**What to do**
At the line containing "Need: one point per instance of the navy", begin setting down the entries exactly, and stop only after the last line.

**Supplied data**
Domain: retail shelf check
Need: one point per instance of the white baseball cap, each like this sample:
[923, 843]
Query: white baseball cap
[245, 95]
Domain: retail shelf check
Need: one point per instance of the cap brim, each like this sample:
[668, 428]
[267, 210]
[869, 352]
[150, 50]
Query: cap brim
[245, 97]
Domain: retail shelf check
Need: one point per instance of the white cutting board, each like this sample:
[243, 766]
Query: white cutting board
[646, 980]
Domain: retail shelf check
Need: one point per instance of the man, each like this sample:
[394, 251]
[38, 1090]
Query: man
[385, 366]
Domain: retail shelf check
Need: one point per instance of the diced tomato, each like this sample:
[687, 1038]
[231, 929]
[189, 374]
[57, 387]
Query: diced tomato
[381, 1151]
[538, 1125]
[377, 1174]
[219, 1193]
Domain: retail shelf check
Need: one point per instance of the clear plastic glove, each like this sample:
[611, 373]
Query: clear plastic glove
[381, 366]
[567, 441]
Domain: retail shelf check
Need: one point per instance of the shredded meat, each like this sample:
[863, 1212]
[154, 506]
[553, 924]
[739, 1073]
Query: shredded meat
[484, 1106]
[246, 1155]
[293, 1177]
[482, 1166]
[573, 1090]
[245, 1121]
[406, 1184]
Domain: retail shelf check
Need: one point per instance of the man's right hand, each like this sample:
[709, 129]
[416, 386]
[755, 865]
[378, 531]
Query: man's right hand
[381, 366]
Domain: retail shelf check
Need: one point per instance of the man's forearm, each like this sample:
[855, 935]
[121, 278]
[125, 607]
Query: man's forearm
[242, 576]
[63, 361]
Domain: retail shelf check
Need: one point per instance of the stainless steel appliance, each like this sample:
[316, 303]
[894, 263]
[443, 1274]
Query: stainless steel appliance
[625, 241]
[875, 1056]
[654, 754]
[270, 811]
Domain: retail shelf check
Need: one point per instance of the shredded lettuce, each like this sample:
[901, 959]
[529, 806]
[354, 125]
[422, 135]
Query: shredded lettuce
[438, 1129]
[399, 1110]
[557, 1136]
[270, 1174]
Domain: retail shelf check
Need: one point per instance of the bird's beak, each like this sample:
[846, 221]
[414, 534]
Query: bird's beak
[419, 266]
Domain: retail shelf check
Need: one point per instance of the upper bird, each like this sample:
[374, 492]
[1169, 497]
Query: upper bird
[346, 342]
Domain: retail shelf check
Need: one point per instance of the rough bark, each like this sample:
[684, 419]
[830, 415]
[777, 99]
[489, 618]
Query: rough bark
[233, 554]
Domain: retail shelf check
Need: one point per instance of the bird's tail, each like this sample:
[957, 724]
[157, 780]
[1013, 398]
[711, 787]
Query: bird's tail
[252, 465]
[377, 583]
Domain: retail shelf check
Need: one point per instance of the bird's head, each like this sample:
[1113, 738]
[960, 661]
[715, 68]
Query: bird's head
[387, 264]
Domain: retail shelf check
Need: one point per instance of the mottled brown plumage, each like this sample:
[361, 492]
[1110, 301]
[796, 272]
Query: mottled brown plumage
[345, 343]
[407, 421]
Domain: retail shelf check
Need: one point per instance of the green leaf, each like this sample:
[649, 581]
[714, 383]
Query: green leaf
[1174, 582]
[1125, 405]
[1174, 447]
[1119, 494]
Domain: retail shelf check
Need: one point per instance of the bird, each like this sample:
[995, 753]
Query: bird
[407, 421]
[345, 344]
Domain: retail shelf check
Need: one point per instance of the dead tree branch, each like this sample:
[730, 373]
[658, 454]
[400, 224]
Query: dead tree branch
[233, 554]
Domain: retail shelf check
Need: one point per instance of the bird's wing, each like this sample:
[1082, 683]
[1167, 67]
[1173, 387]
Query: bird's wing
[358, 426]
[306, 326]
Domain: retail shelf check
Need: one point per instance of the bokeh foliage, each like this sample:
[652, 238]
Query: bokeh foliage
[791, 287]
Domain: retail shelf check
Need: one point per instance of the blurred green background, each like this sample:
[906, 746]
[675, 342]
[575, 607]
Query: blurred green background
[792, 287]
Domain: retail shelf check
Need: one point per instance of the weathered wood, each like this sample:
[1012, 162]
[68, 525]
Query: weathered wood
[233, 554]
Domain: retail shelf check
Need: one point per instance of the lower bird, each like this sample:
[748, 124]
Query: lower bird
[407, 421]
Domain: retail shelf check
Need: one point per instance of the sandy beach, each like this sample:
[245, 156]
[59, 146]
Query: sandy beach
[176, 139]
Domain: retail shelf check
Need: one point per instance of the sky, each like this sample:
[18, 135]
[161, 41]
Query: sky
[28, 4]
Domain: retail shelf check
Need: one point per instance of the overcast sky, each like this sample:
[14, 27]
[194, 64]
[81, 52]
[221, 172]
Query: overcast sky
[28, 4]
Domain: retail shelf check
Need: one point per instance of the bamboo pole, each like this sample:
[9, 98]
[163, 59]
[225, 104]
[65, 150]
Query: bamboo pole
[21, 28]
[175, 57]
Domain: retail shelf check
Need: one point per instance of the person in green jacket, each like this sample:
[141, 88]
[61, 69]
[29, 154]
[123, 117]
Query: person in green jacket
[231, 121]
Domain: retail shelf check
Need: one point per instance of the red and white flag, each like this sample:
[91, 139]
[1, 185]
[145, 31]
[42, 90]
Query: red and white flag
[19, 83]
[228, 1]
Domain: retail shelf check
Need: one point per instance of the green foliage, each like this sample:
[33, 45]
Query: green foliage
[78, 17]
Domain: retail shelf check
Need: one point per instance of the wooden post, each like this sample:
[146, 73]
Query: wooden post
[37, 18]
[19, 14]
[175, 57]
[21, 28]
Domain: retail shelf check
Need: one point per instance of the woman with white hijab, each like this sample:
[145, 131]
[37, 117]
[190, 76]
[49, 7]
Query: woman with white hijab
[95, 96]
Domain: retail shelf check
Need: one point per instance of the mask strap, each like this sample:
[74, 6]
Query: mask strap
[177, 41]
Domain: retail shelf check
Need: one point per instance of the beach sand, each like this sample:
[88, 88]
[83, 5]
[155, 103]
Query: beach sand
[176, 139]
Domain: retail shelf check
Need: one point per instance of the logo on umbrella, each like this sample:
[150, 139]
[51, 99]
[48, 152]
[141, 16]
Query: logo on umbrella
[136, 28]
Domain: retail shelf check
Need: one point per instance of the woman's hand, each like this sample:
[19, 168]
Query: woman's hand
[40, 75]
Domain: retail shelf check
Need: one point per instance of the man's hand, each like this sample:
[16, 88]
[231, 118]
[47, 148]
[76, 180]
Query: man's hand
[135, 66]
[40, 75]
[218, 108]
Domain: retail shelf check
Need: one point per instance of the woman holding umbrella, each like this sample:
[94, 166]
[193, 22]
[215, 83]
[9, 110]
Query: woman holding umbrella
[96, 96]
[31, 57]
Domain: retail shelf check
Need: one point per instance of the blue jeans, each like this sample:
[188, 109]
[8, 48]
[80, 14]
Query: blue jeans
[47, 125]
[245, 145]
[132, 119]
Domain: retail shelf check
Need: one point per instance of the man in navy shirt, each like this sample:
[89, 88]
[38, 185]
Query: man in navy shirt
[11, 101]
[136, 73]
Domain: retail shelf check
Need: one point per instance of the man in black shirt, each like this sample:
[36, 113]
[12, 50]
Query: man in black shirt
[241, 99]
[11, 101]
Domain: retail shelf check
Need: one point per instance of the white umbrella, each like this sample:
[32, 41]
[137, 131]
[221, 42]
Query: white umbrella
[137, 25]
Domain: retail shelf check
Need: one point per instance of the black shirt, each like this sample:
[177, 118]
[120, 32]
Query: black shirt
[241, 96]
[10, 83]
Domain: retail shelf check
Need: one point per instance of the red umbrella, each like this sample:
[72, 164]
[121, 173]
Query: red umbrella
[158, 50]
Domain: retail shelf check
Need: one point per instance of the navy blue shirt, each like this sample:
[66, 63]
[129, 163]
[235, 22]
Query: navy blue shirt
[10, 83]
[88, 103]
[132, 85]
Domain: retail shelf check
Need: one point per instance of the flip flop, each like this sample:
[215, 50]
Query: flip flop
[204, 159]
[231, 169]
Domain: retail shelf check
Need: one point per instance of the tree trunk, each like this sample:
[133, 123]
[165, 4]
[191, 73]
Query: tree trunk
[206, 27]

**Solved problem**
Need: one point per instance of the navy blue shirt, each like this sample:
[66, 63]
[129, 163]
[235, 22]
Query: navy blue shirt
[10, 83]
[88, 103]
[132, 85]
Domain: retail shelf check
Need: one point per instance of the flip flop, each like this sample:
[215, 50]
Query: flip flop
[204, 159]
[231, 169]
Domain: retail shelf check
Need: one point per instance of the tree trunk, each like this sample:
[133, 123]
[165, 4]
[191, 73]
Query: tree trunk
[206, 27]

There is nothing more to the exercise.